## START

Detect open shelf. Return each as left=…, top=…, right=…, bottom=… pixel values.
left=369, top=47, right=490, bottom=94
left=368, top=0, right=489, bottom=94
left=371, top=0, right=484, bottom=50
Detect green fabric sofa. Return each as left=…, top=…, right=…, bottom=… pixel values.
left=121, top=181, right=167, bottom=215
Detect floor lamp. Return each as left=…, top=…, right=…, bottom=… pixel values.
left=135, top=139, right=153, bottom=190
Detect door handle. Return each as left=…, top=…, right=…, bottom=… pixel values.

## END
## START

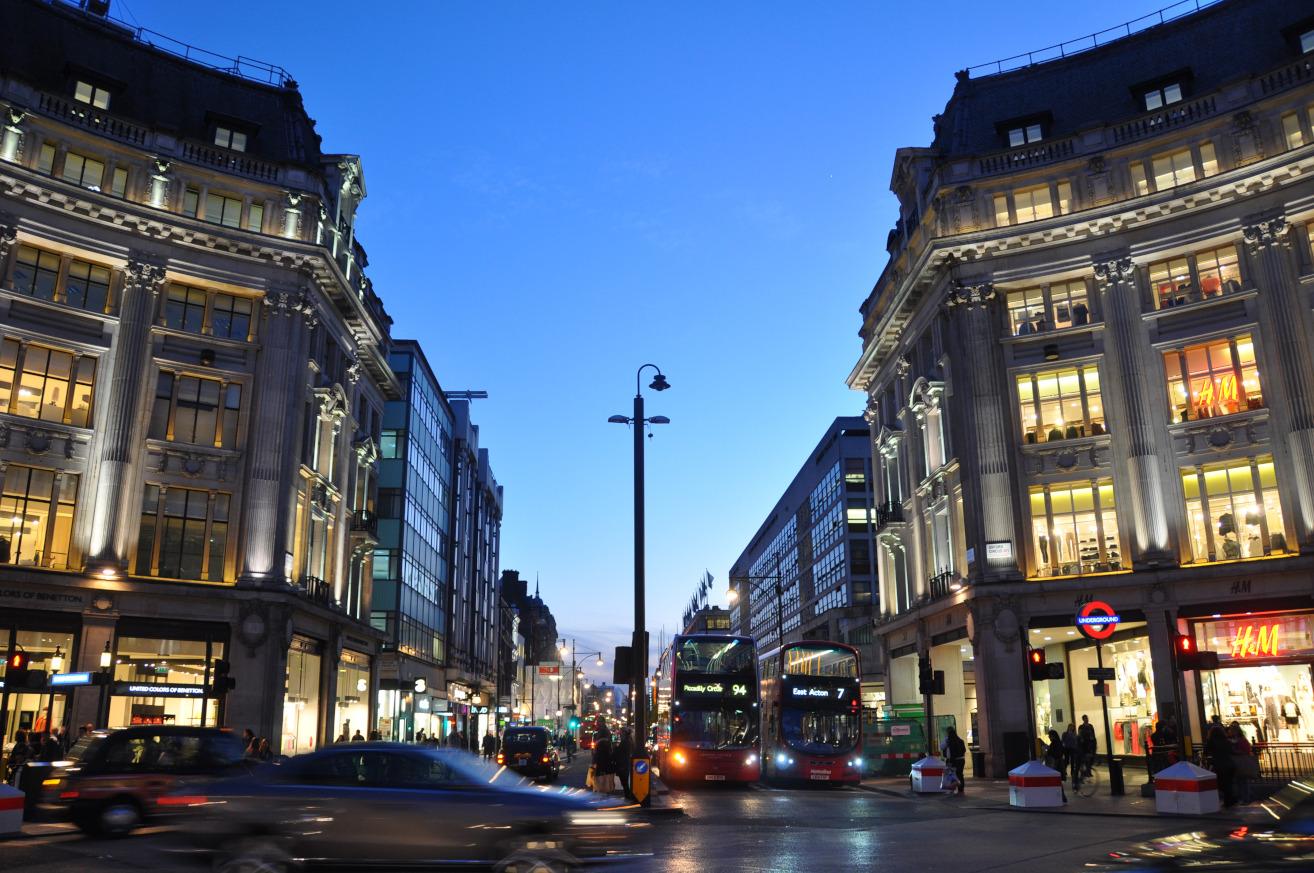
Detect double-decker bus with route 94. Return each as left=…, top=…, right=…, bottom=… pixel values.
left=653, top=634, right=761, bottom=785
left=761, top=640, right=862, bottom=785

## END

**Work instructions:**
Transcribe the records verbatim, from the line containing "Detect open shelf." through the line containing "left=135, top=139, right=153, bottom=190", both lines included.

**Output for this exercise:**
Detect open shelf. Return each as left=…, top=…, right=…, bottom=… pixel values.
left=369, top=47, right=490, bottom=94
left=368, top=0, right=489, bottom=94
left=371, top=0, right=484, bottom=50
Detect green fabric sofa. Return each as left=…, top=…, right=…, bottom=… pixel values.
left=121, top=181, right=167, bottom=215
Detect floor lamp. Return each as left=…, top=…, right=…, bottom=… pixel values.
left=135, top=139, right=153, bottom=190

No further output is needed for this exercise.